INSTRUCTIONS FOR THE TASK: Scan the listing below. Return every line containing the string "fuselage".

TASK INPUT:

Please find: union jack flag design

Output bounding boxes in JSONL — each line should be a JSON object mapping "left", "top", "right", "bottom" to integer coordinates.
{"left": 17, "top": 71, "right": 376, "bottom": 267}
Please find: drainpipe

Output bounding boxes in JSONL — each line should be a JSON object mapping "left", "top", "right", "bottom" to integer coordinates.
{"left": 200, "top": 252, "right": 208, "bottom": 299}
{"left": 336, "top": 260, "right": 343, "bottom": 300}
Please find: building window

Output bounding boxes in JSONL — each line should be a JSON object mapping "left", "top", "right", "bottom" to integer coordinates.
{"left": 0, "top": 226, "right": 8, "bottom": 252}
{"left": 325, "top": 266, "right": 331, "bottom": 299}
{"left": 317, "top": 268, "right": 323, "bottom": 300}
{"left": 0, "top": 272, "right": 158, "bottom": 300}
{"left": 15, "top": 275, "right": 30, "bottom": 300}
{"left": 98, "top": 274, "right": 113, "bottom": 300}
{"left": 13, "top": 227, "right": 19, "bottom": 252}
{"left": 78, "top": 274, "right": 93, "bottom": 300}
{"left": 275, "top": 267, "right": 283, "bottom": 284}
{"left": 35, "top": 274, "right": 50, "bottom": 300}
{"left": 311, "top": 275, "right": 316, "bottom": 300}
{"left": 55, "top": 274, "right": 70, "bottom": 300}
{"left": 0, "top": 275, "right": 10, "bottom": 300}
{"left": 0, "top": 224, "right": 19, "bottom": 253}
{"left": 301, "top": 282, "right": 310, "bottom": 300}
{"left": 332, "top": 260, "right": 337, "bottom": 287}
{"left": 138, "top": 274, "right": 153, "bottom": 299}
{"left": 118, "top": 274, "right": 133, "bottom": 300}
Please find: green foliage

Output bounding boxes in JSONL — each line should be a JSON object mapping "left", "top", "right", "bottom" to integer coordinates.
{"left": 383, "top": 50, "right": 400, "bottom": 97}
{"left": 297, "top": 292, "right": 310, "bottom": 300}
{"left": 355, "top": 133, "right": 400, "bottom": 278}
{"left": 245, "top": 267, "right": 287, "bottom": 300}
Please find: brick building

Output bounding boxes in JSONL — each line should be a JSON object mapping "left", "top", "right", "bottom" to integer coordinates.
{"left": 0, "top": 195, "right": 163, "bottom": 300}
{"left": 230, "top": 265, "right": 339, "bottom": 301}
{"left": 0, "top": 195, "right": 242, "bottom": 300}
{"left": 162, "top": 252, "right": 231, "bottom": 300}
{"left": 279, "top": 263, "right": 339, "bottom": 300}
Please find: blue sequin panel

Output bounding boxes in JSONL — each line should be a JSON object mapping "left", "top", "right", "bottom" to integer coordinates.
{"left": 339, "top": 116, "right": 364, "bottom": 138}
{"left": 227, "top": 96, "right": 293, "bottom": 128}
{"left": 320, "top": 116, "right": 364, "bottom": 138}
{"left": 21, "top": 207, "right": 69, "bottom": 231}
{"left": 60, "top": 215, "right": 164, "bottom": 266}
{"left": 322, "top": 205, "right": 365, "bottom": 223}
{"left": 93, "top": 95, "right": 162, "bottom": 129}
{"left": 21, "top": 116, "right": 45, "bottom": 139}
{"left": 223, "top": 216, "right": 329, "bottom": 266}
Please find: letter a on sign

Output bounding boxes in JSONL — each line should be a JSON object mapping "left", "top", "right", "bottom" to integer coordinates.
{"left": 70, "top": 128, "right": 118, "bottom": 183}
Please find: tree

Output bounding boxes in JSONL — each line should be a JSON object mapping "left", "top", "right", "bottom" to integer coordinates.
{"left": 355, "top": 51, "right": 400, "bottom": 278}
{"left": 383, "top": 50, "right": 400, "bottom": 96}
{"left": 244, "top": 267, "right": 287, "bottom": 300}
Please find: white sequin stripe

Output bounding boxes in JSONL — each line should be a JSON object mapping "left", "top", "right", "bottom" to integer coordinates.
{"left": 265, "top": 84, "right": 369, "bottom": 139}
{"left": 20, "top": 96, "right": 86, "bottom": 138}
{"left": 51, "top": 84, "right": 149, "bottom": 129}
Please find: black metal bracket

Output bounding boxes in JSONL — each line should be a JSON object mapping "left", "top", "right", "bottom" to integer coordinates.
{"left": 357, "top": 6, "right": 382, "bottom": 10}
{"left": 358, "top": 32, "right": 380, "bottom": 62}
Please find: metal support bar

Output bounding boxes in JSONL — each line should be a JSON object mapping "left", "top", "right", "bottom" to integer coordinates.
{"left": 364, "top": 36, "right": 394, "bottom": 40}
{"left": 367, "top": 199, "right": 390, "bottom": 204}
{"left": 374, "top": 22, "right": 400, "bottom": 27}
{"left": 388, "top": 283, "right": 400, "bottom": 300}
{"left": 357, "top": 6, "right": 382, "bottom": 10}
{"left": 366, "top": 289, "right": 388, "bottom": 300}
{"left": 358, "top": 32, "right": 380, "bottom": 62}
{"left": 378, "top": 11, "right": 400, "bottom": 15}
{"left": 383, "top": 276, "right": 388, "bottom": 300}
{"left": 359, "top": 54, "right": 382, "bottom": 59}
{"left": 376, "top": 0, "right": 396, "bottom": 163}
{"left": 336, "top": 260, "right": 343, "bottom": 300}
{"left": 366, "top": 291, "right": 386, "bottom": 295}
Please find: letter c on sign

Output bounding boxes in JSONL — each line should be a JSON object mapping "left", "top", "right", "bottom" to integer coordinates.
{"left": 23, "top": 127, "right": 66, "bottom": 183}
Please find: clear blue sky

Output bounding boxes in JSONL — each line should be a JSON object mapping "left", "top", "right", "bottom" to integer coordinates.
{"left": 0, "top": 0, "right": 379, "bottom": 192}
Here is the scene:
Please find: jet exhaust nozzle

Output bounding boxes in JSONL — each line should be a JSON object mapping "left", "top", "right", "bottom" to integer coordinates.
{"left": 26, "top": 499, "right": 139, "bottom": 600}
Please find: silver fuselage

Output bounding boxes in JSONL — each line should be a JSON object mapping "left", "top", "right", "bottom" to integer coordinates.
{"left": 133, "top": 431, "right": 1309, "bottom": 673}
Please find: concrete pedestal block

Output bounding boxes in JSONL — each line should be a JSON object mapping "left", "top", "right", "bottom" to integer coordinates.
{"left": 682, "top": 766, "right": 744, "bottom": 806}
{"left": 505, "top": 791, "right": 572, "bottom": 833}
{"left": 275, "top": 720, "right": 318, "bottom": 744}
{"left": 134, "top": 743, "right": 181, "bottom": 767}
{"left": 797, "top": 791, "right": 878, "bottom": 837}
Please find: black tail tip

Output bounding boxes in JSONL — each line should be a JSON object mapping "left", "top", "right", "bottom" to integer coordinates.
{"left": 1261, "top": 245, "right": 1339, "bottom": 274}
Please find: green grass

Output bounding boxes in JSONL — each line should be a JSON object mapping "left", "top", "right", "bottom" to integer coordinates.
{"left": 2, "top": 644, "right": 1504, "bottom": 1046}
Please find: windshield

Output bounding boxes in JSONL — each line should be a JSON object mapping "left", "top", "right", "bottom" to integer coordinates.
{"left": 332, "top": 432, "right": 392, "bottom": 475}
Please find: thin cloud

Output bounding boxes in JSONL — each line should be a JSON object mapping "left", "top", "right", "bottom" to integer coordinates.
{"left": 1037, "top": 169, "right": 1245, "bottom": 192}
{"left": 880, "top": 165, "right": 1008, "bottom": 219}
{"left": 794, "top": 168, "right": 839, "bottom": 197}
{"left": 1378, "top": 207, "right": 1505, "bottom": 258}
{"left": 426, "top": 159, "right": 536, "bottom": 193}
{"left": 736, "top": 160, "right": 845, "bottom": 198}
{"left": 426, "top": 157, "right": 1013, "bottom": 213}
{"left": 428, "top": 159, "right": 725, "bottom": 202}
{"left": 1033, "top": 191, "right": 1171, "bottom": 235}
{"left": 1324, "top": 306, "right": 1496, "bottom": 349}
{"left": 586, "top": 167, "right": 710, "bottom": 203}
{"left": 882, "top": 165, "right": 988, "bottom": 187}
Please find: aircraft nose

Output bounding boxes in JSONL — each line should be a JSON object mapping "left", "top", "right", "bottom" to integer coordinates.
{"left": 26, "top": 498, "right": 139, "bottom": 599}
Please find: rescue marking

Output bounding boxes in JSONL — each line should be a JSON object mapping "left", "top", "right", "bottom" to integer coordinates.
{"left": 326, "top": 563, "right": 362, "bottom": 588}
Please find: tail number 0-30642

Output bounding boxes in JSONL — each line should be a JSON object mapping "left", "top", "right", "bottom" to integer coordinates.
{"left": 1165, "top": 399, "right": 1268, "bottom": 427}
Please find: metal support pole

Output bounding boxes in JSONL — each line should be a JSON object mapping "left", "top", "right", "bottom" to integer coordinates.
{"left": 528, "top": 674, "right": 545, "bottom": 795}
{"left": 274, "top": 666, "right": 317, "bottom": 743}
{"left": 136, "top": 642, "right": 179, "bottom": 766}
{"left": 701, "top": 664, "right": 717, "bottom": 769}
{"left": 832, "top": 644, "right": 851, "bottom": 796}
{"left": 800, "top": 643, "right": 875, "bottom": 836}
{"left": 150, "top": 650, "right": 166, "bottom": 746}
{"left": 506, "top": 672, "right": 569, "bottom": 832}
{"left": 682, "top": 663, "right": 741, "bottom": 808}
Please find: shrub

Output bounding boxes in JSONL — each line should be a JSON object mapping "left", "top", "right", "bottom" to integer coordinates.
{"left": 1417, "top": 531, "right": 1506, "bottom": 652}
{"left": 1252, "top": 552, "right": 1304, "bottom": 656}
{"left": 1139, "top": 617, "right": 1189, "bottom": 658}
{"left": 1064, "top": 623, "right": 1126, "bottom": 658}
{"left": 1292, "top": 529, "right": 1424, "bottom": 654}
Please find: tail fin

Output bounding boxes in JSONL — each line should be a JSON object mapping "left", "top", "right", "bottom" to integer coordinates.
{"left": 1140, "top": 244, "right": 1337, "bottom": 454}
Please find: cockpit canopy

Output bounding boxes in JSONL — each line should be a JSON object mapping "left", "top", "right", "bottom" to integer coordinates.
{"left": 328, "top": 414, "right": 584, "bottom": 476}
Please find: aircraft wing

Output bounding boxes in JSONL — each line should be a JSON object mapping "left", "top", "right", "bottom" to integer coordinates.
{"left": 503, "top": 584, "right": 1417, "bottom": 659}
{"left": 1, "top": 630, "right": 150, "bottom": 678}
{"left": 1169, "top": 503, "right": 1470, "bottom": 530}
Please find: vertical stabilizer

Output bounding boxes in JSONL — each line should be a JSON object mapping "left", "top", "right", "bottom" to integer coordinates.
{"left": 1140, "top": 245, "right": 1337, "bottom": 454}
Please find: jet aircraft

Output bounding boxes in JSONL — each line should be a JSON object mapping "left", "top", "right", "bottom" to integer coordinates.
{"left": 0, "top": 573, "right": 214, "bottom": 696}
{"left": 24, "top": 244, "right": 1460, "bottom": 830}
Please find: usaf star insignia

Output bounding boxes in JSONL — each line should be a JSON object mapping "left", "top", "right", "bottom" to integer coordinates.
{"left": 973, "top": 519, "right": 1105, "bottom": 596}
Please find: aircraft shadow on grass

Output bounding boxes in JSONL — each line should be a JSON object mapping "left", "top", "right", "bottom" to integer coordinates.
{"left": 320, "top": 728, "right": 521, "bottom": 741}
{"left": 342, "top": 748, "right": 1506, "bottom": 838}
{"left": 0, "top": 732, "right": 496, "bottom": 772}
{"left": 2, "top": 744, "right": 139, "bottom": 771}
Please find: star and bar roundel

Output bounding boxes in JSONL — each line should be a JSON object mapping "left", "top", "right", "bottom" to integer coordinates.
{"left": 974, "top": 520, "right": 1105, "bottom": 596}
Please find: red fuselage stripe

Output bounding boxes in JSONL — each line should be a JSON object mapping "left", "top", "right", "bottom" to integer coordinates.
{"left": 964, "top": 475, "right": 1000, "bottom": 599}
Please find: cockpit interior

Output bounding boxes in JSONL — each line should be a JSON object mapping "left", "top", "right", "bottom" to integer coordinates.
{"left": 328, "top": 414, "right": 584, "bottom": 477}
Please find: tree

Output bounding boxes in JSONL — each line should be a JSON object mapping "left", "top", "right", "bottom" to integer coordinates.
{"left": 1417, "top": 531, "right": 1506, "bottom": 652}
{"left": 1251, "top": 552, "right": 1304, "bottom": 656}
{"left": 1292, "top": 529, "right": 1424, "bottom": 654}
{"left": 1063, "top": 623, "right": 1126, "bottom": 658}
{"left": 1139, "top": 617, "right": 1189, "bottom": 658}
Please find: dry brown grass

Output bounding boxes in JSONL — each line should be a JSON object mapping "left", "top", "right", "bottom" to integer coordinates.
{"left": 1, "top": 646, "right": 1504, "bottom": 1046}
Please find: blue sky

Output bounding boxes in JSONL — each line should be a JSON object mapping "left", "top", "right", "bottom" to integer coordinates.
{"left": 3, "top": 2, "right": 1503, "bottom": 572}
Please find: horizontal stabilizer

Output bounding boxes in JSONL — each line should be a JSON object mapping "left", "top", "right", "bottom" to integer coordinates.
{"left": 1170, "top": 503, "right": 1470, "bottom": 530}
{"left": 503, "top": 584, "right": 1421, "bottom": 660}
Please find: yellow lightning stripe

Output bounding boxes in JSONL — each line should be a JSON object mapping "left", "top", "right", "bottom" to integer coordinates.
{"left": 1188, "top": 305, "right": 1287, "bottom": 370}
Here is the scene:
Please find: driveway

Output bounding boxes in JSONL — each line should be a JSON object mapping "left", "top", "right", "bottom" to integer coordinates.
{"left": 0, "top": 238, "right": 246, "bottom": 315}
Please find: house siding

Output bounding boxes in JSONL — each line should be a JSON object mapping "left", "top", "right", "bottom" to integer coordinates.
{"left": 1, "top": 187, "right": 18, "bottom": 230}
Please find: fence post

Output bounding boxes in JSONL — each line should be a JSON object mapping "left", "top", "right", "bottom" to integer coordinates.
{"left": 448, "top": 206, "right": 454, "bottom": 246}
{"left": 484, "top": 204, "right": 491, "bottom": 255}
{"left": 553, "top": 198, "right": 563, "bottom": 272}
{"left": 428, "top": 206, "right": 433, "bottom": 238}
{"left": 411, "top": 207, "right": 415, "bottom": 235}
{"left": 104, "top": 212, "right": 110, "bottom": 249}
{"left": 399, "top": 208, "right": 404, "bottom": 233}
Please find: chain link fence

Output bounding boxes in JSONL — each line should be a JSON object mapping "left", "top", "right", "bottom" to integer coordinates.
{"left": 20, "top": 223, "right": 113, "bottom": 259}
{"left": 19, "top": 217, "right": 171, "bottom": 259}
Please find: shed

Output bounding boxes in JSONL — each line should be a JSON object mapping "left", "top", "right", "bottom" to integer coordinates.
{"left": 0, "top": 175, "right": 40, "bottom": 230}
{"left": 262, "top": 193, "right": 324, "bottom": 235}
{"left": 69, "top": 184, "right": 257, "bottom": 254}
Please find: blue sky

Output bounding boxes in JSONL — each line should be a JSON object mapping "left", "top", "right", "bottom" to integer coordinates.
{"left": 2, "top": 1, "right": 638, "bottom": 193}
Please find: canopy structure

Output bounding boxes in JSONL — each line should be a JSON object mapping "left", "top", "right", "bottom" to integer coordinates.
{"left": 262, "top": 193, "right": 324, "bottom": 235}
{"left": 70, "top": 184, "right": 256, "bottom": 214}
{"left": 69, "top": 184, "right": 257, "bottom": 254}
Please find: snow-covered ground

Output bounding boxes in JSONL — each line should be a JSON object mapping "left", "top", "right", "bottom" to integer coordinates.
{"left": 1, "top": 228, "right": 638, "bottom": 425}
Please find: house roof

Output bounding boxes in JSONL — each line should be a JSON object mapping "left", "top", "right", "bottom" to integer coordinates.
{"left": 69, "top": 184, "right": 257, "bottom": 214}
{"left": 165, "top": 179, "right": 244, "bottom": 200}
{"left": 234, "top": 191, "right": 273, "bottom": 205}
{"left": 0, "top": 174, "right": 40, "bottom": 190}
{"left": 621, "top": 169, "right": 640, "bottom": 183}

PROBLEM SOLUTION:
Please find: silver fuselage
Please find: red fuselage stripe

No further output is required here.